Task to complete: Everything in the listing below should be repeated exactly, apart from the pictures.

Extracted information:
== Segment start ==

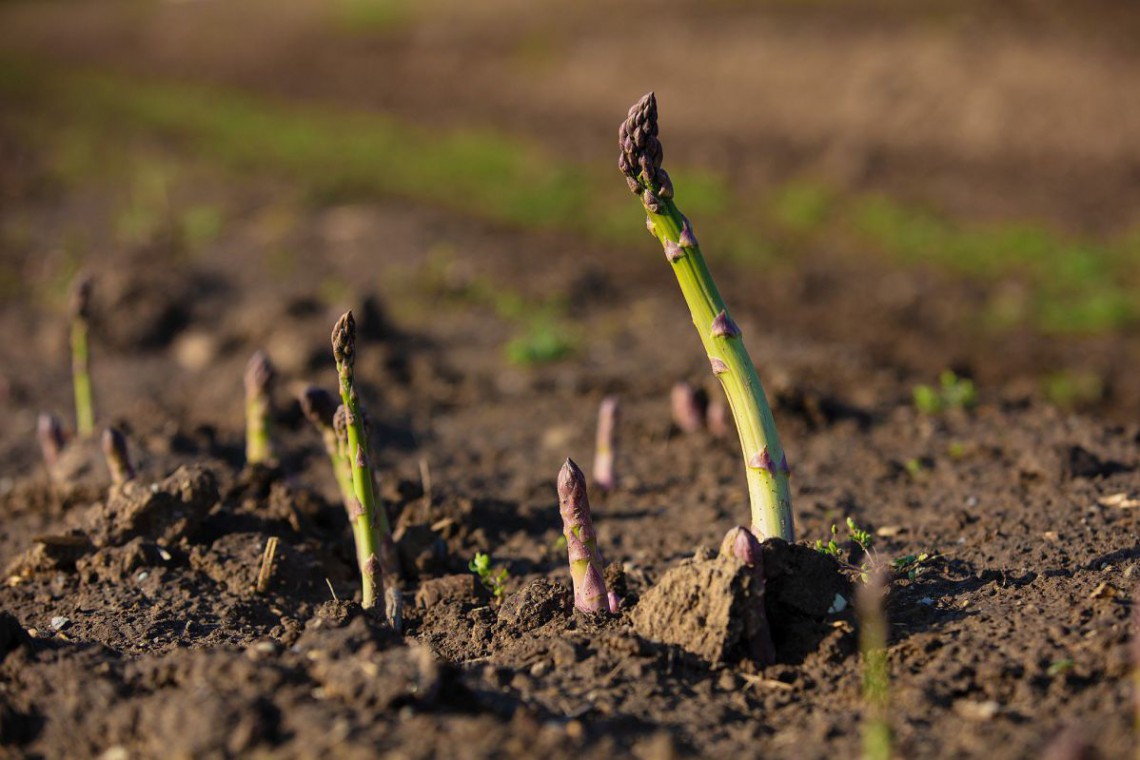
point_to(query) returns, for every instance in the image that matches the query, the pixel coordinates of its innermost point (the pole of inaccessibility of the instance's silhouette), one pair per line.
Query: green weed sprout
(765, 462)
(259, 384)
(586, 565)
(80, 308)
(364, 514)
(119, 458)
(953, 392)
(493, 581)
(872, 644)
(319, 408)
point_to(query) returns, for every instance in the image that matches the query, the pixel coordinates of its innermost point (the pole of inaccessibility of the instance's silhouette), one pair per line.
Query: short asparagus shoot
(586, 565)
(259, 383)
(766, 465)
(80, 308)
(604, 476)
(117, 456)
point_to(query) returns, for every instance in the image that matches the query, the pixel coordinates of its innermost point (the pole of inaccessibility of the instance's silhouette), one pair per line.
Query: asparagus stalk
(81, 374)
(766, 465)
(320, 408)
(604, 443)
(364, 511)
(259, 383)
(119, 458)
(586, 566)
(741, 544)
(49, 431)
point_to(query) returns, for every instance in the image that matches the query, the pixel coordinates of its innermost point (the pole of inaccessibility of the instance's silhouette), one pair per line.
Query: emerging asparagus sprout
(259, 384)
(320, 408)
(741, 544)
(586, 566)
(80, 308)
(604, 444)
(49, 431)
(766, 466)
(119, 458)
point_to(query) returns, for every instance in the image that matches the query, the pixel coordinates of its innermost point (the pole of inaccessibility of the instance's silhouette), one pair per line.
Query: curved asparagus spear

== Segment end ==

Result:
point_to(query) returns, for every instance in the image that matches the query, the pixel coordinates of its innermost point (the pole of inaccessibility of the instance's silhouette), one pair per line.
Query: green weed sprout
(765, 462)
(259, 384)
(586, 565)
(80, 308)
(364, 514)
(119, 458)
(953, 392)
(493, 581)
(872, 644)
(319, 408)
point_to(query) returns, for every instance in the image that matches the query, the pixel coordinates of its innermost point (the pole of inaccessibility of the instance's silhouette), one pair per line.
Query: short asparagus shoot
(586, 565)
(259, 383)
(766, 465)
(80, 308)
(604, 476)
(117, 456)
point_to(query) returns, for every instance in the image that matches the query, the pixel coordinates of its innermost point (the pole of inaccessibility of the instance's silhouette), one pair per line.
Query: asparagus stalk
(81, 374)
(766, 465)
(320, 408)
(604, 443)
(364, 511)
(259, 383)
(119, 458)
(586, 566)
(741, 544)
(49, 431)
point_to(query) returns, for every instance in the image that matches the query, the pixel coordinates of its innermost point (the pole of inaccessibility of the instance's silhouette), one pair per line.
Query: emerging asparagus sprout
(259, 384)
(320, 408)
(741, 544)
(586, 566)
(80, 308)
(604, 444)
(49, 431)
(766, 466)
(119, 458)
point_to(query) returns, for every instance in the image that matches the query, the pixel coordinates of its innermost point (the pole of inaccessibility of the instance's silhouette), one pair per line.
Query: curved asparagus spear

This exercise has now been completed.